■ **Excerpted passage**
>>>
Summer Camp Focuses on Fight Against Abortion
A two-week summer camp outside of Bryan helps high school students learn how to become effective anti-abortion advocates. Counselors teach campers to adopt a gentler, compassion-based form of persuasion.
BRYAN — In a lodge at Messiah’s Ranch, a Christian retreat a few miles outside of town, about 20 teenagers sat cross-legged in a circle, talking about what it means to be a good listener.
The air conditioning struggled to keep up on the muggy, 95-degree day, but that did not dull the energy in the room as Laurie Stevens, a speech and debate coach, asked the group whom they sometimes found it difficult to listen to.
“Obama,” deadpanned one girl, setting off a round of giggles.
Stevens waited for another response.
“My parents, when they tell me something I don’t want to do,” another girl offered.
Nodding, Stevens remained expectant.
“Pro-choice people,” another voice from the group said, capturing the reason they were all there.
After a few more examples, Stevens summed up.
“When you don't value what's being said or the position that's being held, it's hard to listen,” she said.
The room around them has all the decorative touches expected of a rustic retreat, only next to the wildlife trophies, there are laminated posters depicting fetal development at each month in the womb. On a large folding table were more posterboards, decorated with anti-abortion slogans and symbols, which sat alongside craft supplies and a scattering of soda and candy.
This is, after all, summer camp.
In its third year, Reveal summer camp is organized by Texas Right to Life, a statewide anti-abortion advocacy organization based in Houston. For $240, high school students can attend a two-week overnight camp that along with the plentiful icebreakers and 'smores, teaches them how to become activists. So far, a spokeswoman said, the only reason the organization turned down a student is because of age, and typically a spot is offered to every student who applies.
<<<
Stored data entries
>>>
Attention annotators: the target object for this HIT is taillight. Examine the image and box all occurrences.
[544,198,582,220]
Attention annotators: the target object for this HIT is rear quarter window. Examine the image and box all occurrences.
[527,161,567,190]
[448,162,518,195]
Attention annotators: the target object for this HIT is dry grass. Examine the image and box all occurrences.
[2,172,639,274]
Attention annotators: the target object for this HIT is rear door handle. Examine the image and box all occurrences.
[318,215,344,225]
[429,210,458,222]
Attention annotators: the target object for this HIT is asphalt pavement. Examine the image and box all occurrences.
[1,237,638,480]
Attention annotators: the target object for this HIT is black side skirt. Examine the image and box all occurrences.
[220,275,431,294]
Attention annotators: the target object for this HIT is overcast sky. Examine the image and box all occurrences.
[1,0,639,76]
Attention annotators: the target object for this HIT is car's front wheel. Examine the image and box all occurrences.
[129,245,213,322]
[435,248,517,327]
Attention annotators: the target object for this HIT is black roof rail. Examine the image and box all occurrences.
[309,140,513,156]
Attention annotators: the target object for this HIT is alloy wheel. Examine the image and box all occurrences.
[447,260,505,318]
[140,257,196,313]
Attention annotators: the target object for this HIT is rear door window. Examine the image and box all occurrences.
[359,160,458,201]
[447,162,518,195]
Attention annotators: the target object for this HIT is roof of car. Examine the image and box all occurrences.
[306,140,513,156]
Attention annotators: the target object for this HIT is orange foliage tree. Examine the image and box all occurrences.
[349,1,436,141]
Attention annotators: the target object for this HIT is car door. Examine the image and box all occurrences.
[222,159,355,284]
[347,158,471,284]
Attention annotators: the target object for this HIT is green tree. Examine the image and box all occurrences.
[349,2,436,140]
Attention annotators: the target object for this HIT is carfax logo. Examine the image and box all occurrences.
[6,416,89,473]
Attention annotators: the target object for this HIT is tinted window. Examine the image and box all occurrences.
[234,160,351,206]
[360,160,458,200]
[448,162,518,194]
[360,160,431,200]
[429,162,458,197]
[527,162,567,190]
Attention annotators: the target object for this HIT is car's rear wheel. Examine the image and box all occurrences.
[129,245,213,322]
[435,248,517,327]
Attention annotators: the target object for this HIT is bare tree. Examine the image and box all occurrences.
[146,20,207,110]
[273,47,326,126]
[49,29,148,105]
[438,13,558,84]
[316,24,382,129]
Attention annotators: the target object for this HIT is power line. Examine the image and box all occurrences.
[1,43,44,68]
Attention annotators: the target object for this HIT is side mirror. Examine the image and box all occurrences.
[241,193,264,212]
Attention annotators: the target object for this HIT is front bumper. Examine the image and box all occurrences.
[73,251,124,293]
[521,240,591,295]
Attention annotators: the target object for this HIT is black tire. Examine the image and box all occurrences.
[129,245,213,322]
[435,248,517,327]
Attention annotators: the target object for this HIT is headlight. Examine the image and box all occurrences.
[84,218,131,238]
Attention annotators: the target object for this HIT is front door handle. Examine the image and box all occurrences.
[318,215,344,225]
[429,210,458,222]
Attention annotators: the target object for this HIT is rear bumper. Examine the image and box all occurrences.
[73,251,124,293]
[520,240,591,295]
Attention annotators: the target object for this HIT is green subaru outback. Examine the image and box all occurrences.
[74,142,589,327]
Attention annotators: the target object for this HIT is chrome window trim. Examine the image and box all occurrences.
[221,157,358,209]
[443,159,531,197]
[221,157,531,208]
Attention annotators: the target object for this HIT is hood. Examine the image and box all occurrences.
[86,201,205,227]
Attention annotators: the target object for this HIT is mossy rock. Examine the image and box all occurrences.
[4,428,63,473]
<<<
■ **Exercise**
Decide whether each statement agrees with the article about the summer camp. Answer yes or no for each, and quote the words from the article that decide it.
(a) The camp lasts two weeks.
(b) The camp is organized by a group based in Dallas.
(c) About 20 teenagers sat in a circle in the lodge.
None of these items are needed for the tasks.

■ **Reply to the exercise**
(a) Yes: "A two-week summer camp outside of Bryan"
(b) No: "a statewide anti-abortion advocacy organization based in Houston"
(c) Yes: "about 20 teenagers sat cross-legged in a circle"